Task to carry out
Reproduce exactly the lines from the one containing "For every instance of the black cap" through the last line of the records below, both included, and nothing else.
□ □ □
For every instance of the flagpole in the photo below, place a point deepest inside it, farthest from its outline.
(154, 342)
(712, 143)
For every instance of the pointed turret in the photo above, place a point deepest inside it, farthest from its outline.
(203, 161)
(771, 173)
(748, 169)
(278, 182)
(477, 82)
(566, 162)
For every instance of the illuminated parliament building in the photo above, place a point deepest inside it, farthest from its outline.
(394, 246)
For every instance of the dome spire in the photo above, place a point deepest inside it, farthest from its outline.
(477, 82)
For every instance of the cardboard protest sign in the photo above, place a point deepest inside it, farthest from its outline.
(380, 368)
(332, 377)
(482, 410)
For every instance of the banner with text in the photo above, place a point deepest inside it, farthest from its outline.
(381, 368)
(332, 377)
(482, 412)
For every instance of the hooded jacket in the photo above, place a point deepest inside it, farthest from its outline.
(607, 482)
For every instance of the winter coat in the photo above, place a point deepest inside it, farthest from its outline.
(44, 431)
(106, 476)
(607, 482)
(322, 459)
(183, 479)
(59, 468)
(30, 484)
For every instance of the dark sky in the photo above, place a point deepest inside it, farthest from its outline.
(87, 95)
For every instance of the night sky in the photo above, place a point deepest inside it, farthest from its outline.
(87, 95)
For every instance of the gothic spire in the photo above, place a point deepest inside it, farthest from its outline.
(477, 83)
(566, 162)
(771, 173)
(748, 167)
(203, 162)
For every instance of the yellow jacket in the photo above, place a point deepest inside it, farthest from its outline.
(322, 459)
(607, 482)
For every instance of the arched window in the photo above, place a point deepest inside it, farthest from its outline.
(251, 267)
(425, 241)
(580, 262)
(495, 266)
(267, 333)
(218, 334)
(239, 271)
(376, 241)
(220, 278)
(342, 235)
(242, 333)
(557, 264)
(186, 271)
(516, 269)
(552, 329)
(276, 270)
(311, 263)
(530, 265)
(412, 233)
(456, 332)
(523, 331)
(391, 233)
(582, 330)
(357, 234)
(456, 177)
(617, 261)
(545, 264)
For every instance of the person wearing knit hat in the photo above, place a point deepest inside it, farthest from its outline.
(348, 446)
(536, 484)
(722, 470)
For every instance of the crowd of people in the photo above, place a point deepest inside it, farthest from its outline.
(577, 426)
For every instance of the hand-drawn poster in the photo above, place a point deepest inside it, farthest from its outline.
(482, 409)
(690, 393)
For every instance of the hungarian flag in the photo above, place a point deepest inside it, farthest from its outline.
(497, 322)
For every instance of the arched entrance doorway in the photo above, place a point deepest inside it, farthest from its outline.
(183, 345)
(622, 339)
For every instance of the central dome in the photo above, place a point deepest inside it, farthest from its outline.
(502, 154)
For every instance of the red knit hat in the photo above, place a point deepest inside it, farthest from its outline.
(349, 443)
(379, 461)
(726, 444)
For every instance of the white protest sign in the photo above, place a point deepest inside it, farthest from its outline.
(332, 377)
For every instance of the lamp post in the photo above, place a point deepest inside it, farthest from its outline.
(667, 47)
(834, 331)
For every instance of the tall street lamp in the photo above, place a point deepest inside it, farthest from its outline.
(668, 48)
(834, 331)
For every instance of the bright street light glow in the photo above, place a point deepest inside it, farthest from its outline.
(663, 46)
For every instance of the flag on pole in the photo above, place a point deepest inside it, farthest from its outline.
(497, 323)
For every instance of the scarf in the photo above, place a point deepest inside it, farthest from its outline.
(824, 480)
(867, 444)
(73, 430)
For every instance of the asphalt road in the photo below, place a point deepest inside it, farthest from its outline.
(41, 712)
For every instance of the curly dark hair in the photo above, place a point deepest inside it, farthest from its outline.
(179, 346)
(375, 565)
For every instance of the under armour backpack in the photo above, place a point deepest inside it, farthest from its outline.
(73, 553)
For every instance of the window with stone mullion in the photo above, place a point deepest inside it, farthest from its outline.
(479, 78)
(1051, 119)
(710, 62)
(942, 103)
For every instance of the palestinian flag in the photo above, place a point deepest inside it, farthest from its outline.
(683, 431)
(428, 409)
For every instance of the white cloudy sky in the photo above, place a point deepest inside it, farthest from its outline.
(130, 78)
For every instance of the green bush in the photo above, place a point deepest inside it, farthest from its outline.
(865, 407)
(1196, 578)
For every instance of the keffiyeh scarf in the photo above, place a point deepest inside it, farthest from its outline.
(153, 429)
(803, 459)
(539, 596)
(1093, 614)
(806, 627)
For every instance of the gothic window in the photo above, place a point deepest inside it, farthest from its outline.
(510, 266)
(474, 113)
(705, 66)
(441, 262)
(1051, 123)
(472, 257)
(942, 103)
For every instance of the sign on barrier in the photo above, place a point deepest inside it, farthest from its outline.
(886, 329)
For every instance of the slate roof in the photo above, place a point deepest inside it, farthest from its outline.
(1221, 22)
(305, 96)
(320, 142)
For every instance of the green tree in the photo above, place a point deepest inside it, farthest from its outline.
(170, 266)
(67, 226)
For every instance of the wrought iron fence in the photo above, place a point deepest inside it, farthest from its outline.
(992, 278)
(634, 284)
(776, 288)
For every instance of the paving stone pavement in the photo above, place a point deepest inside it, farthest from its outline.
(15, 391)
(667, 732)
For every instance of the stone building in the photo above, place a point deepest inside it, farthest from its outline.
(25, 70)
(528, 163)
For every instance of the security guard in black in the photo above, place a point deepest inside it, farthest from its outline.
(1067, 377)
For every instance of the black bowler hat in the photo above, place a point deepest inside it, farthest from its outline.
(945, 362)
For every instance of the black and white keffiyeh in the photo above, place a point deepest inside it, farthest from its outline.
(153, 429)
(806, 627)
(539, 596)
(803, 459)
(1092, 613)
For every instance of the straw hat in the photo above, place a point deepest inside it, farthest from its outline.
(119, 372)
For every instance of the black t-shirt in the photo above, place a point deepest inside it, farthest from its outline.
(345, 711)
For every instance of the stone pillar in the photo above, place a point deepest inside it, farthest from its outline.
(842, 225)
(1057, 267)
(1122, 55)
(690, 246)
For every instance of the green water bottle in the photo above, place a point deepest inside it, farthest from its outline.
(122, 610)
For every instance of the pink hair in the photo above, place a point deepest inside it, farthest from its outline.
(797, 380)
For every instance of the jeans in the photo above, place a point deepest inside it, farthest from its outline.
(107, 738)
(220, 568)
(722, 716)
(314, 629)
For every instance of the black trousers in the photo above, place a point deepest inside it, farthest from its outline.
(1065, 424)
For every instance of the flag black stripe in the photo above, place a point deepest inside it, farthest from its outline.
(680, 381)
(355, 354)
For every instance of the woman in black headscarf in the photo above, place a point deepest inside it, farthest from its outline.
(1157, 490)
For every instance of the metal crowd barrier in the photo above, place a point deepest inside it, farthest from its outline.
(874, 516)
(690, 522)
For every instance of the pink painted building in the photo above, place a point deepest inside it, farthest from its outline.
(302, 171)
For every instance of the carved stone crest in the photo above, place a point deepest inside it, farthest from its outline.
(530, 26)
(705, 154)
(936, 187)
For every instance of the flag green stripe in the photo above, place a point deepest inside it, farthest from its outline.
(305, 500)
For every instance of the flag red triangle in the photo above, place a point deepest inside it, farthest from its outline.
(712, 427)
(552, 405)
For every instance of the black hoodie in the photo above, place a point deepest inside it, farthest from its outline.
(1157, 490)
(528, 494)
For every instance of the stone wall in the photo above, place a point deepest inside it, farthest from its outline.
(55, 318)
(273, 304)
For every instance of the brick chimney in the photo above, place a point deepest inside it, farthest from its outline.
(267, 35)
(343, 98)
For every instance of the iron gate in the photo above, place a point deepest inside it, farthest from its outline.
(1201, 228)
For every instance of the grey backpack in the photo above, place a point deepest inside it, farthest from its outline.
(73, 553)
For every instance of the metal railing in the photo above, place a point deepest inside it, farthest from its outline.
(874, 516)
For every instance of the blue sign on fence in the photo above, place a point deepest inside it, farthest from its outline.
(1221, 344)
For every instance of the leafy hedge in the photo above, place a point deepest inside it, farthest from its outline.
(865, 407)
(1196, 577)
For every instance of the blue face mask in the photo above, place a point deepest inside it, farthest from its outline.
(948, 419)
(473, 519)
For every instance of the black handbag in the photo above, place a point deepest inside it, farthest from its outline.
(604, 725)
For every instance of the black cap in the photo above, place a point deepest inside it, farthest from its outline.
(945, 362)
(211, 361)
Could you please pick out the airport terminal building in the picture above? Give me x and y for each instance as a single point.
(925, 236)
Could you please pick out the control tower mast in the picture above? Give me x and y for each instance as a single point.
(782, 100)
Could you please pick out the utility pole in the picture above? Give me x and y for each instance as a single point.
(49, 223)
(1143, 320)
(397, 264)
□ □ □
Response for this exercise
For every instance of the black cap in the photo above, place a point deepest inside it, farthest from its outline.
(945, 362)
(211, 361)
Could you please pick out the airport terminal building in the picture above? Give me x and y for each instance as a single point.
(925, 236)
Could you please pick out the control tower mast in the picture above? Give me x and y for each instance as a single point.
(782, 100)
Could you please pick out the utility pole in the picture above? Give me x and y for each instance as a single point.
(49, 223)
(1143, 320)
(397, 264)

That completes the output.